# Mini green house



## aquarium kid (Nov 26, 2012)

Recently I've been thinking about growing some plants emerged outside now that it's summer.

I was thinking about using one of those kiddie pools as the base Part and building a frame around it out of wood and 6 mil plastic to keep the humidity up.
Any suggestions?


----------



## Michael (Jul 20, 2010)

Be sure you have adequate ventilation to avoid cooking everything on a sunny summer day. Do that, and the plants should explode.


----------



## aquarium kid (Nov 26, 2012)

Or would it be better to just grow them submerged outside?


----------



## Michael (Jul 20, 2010)

Both will work, but emersed avoids algae problems.


----------



## dbot (Aug 23, 2013)

Less water changes with emersed  whatcha gonna do with your plants?


----------



## TropTrea (Jan 10, 2014)

The big questions I would think are where your located and which plants your trying to grow. I had visited some aquatic green houses years ago in Wisconsin. When it gets to July and August they had different systems for removal of the heat build up. Super ventilation with Huge fans or removal of the top most panels and replacing them with sun screens. A majority of there plants were not even in the green houses during summer but in large 12 foot by 50 foot outdoor ponds. 

During the winter months was when they made the most use of there green houses. However I would not want to the individual paying there energy bills.


----------



## THE V (Jul 3, 2009)

Small greenhouses are not very good for controlled environments. They heat up really high and cool off really fast. 
The larger and taller the greenhouse, the better and more efficient they become. The most efficient ones cover an acre or more of ground and have ceilings 15 feet+. 

As for your pool idea you don't want to use plastic. You can achieve higher humidity without adding too much heat by using screening. Something bee proof but not thrip proof would work the best (larger holes). The screening stops much of the wind thereby increasing the relative humidity near the plants.


----------



## aquarium kid (Nov 26, 2012)

Thanks for the info! I was wondering how to stop the build up of heat. So I probaly won't use the plastic if I still try this, Using screening sounds sounds intresting.


----------



## THE V (Jul 3, 2009)

Just for fun here is a picture of a screened greenhouse at work. This is outside of Hermisillo, Mexico in the middle of the desert. 

An outside picture and what it looks like inside. 

It's actually cooler inside than it is outside.


----------

Task to complete: Please write out the passage of the mini greenhouse thread that begins at the words "During the winter" and stops after "ceilings 15 feet+.". The entries come from a different source than the mini greenhouse thread.

Records supplied:
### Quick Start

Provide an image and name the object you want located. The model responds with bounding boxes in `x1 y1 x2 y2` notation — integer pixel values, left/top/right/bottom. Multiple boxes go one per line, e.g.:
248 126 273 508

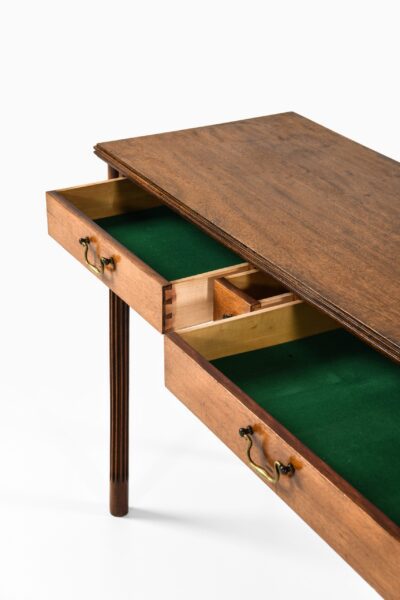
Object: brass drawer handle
239 425 294 483
79 237 115 275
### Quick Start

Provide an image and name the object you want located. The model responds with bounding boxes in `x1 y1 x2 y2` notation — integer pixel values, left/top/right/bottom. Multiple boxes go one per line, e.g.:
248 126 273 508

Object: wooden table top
95 113 400 362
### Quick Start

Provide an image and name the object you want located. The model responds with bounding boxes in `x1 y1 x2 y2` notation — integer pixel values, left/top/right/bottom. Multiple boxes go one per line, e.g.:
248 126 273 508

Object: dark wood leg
110 290 129 517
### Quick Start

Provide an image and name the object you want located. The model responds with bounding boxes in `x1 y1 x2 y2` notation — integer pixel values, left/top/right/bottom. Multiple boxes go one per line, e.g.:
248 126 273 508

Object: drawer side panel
46 192 168 331
165 334 400 599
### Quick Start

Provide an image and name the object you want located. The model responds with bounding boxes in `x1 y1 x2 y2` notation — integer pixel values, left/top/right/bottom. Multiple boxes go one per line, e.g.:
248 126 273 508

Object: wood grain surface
95 113 400 362
164 336 400 600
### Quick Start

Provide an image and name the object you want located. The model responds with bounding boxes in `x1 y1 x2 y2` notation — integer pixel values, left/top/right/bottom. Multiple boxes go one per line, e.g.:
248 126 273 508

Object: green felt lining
212 329 400 525
96 206 244 280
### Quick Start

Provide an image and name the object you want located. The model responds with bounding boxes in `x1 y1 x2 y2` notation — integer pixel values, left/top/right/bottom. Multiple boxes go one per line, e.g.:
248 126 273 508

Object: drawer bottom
211 329 400 525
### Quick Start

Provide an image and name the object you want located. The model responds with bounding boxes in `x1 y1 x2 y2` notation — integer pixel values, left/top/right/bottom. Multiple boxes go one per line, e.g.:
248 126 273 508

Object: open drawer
165 301 400 599
47 177 262 331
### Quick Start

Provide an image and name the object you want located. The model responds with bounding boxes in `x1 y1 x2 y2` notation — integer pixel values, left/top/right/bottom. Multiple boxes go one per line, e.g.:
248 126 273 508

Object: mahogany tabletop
95 113 400 362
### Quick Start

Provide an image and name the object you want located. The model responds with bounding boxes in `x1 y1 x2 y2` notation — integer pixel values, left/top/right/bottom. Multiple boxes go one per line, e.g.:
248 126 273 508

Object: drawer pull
239 425 294 483
79 237 115 275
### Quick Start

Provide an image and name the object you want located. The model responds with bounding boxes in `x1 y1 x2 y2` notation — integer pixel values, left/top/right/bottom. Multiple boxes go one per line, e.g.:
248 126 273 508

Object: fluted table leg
110 290 129 517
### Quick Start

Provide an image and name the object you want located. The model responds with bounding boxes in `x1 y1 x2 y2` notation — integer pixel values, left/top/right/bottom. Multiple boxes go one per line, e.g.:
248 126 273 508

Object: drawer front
165 333 400 599
46 184 168 331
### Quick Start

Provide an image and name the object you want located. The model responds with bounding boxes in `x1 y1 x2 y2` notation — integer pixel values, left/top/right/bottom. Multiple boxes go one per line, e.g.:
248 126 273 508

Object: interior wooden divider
178 300 338 360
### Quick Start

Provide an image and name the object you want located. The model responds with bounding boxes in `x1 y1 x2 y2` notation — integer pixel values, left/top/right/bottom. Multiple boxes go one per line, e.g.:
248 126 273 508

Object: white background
0 0 400 600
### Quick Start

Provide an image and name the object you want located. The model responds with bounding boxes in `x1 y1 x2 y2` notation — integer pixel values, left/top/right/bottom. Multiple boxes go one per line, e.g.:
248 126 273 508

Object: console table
47 113 400 599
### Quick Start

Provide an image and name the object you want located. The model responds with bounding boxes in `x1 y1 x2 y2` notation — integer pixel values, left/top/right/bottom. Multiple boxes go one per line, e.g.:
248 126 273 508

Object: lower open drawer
165 301 400 598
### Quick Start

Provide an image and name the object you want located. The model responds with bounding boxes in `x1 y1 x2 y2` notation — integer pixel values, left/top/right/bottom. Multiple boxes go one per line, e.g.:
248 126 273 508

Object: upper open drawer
47 178 291 331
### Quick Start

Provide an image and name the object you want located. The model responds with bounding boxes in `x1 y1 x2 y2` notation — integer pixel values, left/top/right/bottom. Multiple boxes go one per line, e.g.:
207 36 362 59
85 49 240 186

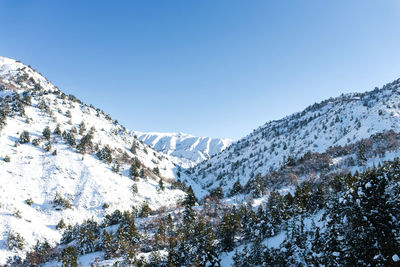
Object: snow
192 77 400 195
0 57 189 264
134 132 232 168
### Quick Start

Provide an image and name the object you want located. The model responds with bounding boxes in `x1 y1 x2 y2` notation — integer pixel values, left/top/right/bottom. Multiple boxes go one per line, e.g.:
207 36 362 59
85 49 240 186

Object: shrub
56 219 67 230
7 231 25 250
18 131 31 144
25 198 33 206
53 192 72 209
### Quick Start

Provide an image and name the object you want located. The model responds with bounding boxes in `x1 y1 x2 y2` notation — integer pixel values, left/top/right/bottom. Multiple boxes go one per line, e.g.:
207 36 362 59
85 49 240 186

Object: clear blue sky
0 0 400 138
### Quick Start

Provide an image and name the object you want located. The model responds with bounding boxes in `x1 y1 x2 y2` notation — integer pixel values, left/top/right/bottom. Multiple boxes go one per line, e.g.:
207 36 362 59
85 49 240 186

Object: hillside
135 132 232 168
191 80 400 196
0 57 191 264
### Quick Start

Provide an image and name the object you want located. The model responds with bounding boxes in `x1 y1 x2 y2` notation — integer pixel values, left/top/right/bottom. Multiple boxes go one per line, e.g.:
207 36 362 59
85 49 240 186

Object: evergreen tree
42 126 51 141
129 164 139 181
158 178 165 191
18 131 31 144
59 247 78 267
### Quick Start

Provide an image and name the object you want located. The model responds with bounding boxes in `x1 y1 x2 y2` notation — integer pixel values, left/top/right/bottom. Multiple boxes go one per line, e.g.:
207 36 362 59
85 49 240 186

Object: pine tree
42 126 51 141
129 164 139 181
18 131 31 144
158 178 165 191
59 247 78 267
129 140 136 155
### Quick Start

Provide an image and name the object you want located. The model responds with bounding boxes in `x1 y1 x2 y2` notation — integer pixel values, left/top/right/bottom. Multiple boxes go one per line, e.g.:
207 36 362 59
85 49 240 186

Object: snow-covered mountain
191 79 400 196
135 132 232 168
0 57 195 264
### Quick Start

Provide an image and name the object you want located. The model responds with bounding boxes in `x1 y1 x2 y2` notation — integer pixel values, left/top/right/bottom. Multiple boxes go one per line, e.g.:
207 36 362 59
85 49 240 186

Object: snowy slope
0 57 189 264
191 79 400 195
135 132 232 168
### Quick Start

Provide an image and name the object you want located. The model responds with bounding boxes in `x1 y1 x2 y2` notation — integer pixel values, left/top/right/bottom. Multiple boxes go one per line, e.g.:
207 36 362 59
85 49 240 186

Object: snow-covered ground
134 132 233 168
0 57 189 264
192 79 400 195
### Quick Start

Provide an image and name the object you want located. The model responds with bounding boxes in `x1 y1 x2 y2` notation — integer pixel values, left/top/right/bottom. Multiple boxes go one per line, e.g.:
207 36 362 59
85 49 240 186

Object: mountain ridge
134 131 232 168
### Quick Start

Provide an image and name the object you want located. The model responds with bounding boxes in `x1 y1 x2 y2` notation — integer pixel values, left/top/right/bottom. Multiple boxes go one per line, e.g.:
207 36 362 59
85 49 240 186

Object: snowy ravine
0 57 200 264
192 79 400 195
134 132 232 168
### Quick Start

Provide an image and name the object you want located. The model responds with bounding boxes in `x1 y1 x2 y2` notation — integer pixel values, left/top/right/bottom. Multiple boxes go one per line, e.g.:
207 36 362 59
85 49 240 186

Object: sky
0 0 400 139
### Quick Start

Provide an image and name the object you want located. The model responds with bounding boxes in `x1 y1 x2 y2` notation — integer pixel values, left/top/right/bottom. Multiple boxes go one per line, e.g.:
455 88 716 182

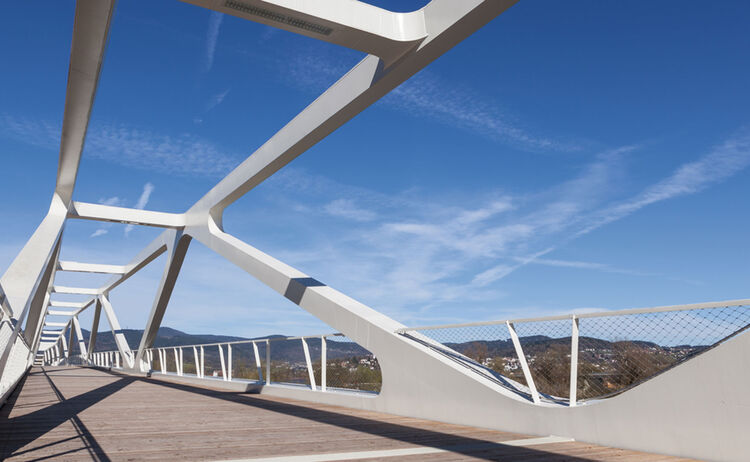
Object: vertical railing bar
320 335 328 391
253 342 263 382
266 340 271 385
300 337 317 390
569 315 578 407
505 321 540 404
201 347 206 377
227 343 232 380
193 345 201 378
216 345 227 380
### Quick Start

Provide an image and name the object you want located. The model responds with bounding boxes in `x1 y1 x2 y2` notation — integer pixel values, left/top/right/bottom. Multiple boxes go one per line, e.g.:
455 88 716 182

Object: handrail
396 298 750 334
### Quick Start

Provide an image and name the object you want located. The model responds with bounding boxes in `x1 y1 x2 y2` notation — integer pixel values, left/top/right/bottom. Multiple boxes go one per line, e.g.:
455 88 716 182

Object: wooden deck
0 367 685 462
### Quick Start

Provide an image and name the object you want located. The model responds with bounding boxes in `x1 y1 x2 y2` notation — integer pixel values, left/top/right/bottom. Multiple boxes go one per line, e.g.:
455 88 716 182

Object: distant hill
73 327 370 364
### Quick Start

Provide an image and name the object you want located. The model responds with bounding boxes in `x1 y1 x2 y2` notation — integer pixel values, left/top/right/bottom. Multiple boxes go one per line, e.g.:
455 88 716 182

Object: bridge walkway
0 367 685 462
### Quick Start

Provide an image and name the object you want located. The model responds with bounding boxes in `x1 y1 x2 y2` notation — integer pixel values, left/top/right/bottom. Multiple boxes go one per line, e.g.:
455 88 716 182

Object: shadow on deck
0 367 692 461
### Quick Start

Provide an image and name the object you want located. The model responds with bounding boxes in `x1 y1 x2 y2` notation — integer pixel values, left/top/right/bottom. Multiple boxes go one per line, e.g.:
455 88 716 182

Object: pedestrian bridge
0 0 750 461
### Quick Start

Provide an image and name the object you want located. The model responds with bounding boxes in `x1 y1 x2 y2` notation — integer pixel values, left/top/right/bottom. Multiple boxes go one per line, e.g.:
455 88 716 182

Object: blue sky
0 0 750 336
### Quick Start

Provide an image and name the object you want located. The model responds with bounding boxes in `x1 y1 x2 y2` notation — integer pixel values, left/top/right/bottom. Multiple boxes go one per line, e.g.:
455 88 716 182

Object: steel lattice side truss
0 0 515 406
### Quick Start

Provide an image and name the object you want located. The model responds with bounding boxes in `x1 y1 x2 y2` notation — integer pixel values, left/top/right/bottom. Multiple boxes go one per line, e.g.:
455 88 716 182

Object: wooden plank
0 368 700 462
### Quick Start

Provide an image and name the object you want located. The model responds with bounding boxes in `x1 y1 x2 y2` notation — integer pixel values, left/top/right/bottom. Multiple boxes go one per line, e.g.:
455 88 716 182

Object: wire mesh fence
405 322 529 394
514 319 572 400
318 336 383 393
232 342 266 381
399 304 750 403
578 306 750 399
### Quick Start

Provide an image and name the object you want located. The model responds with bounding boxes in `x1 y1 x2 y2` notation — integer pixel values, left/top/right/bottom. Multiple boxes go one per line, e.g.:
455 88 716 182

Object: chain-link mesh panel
578 306 750 399
232 342 266 381
401 306 750 402
324 335 383 393
514 319 572 400
270 339 312 385
406 323 530 396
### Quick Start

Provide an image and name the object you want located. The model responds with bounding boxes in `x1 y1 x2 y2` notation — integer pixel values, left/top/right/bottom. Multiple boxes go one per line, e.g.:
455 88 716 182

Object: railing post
217 345 227 380
253 342 263 382
320 335 328 391
505 321 540 404
569 315 578 407
227 343 232 380
172 348 180 375
301 337 317 390
266 340 271 385
193 347 202 379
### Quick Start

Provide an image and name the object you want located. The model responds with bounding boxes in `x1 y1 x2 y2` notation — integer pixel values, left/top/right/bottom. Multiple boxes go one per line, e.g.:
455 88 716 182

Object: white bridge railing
397 300 750 406
60 333 381 392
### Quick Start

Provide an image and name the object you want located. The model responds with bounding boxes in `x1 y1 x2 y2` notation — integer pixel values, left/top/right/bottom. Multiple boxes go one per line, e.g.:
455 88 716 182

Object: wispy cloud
383 71 582 151
476 129 750 280
206 89 230 112
283 54 590 152
89 196 125 238
89 228 109 237
0 114 244 178
125 183 154 236
323 199 377 221
577 129 750 235
244 126 750 322
85 125 241 178
203 11 224 72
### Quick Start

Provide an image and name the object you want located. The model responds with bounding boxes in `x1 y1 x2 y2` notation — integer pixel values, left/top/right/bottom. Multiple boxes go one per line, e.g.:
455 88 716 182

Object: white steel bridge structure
0 0 750 460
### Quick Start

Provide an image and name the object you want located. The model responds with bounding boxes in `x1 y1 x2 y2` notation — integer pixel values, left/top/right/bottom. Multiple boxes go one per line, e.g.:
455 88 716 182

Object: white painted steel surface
0 0 750 460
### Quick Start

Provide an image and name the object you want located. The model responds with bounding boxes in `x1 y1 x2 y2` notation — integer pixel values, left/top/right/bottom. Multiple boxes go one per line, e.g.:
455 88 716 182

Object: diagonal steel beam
133 231 191 372
55 0 115 203
57 261 126 274
86 297 102 359
68 202 185 228
99 294 133 367
71 316 88 358
183 0 428 65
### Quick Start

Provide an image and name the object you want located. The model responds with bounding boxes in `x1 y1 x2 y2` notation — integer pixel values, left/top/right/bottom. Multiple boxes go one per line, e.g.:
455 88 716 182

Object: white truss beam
47 310 76 316
71 316 88 358
49 300 88 310
52 286 99 295
99 295 133 367
183 0 428 65
57 261 127 274
135 231 191 369
55 0 115 204
68 202 185 228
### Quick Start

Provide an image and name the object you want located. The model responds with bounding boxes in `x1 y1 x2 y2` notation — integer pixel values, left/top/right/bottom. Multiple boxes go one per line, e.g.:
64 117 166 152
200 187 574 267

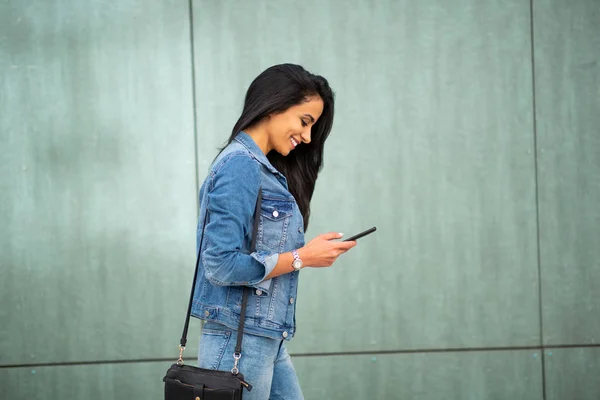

Output below:
During the winter months was when they made the most use of there green houses. However I would not want to the individual paying there energy bills.


----------



## THE V (Jul 3, 2009)

Small greenhouses are not very good for controlled environments. They heat up really high and cool off really fast. 
The larger and taller the greenhouse, the better and more efficient they become. The most efficient ones cover an acre or more of ground and have ceilings 15 feet+.